*What is being asked*:
Return each line of the records below that contains the string "white", treating uppercase and lowercase as different.

*Exercise material*:
* Start *

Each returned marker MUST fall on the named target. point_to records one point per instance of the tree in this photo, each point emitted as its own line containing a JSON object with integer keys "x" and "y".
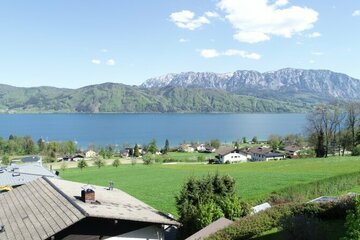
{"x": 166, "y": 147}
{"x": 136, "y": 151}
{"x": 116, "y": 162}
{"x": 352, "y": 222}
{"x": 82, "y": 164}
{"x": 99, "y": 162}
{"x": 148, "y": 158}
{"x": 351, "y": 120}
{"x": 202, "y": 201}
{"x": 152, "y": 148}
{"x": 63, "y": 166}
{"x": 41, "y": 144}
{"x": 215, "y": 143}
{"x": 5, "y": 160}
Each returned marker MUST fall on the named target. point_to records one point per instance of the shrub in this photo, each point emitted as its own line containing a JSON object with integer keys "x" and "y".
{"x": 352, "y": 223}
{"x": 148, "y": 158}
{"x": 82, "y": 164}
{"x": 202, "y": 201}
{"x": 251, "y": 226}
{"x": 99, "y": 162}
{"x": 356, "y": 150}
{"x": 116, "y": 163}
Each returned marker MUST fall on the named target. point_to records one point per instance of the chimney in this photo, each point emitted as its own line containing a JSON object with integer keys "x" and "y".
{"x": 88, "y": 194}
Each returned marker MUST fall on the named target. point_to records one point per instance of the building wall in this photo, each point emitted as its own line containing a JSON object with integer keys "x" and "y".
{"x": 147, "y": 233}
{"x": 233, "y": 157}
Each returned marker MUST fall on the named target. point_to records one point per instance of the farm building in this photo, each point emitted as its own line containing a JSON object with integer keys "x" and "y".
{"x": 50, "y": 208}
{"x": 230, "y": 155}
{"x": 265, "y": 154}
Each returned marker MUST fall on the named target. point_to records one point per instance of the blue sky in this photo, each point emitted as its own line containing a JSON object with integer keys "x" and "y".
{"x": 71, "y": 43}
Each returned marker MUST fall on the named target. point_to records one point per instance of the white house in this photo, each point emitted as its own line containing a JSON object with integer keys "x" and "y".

* End *
* Start *

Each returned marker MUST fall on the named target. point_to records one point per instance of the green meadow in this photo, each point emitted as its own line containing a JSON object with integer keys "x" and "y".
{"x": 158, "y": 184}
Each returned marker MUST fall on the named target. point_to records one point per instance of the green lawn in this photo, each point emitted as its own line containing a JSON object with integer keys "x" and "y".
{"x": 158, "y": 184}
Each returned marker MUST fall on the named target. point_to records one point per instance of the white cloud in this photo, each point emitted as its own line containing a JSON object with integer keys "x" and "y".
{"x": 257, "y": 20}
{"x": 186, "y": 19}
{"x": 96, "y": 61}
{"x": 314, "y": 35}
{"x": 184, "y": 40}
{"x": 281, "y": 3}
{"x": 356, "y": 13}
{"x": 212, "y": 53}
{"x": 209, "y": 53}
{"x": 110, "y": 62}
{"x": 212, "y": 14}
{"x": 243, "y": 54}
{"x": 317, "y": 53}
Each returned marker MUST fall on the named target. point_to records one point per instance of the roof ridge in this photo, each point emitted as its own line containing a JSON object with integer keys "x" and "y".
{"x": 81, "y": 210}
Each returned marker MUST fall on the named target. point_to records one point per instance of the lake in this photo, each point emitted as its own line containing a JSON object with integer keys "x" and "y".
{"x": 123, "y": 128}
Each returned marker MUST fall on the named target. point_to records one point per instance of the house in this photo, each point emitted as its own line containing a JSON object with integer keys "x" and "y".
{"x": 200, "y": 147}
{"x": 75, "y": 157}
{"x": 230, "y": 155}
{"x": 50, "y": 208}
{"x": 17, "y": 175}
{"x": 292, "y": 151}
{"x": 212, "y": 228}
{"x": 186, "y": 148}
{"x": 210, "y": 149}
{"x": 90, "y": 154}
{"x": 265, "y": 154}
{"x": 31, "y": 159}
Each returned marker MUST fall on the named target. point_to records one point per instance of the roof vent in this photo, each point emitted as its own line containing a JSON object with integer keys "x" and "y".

* End *
* Start *

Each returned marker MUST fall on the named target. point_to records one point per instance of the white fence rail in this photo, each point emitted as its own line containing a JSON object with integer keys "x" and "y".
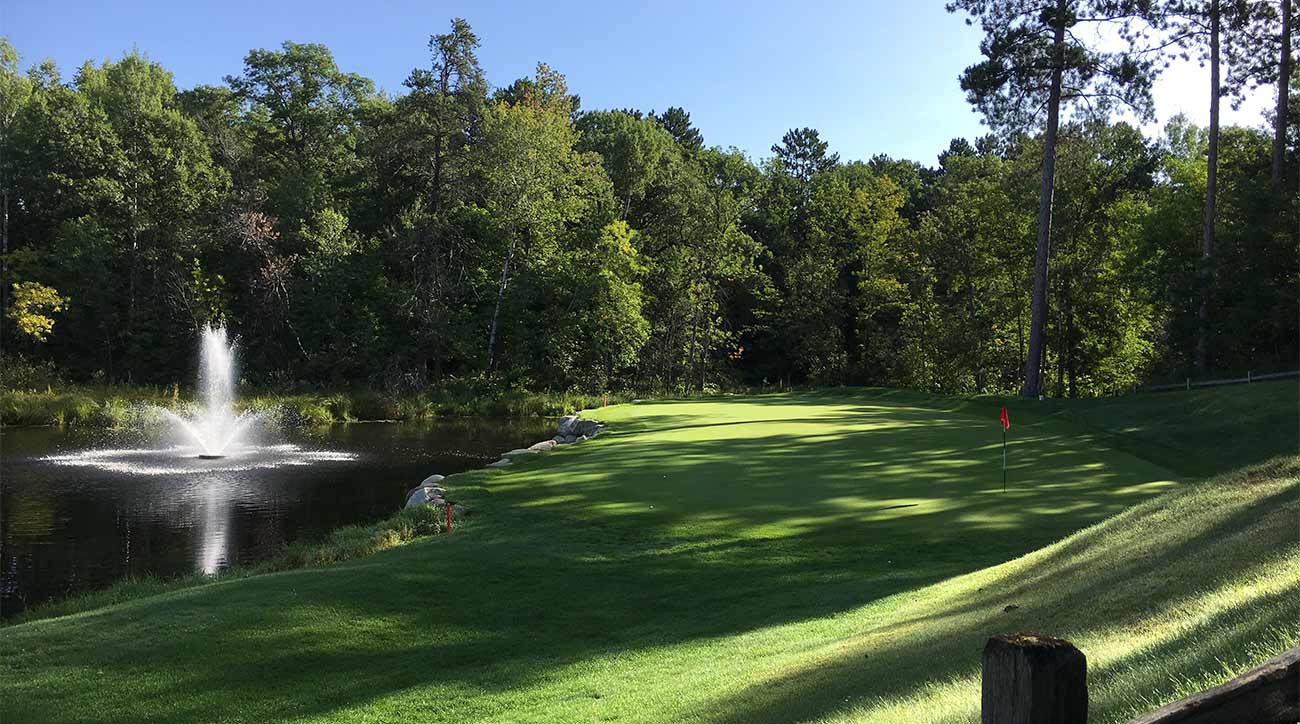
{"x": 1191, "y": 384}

* End *

*Expected answer*:
Each returned marker MUST fall on the named target. point_to records one point per instance of the white house in this photo, each point emitted as its own line containing a JSON object with integer keys "x" and "y".
Each returned marker MUST fall on the named target. point_to records one point per instance of the white cloud in this photo, each point emitted as its own line containing a JSON object with integer keys "x" and "y".
Each returned marker MUST fall on the named target. point_to records one point per instance of the white fence rail in this photo, each point emitted as its own line containing a JSON object with integer keys "x" and "y".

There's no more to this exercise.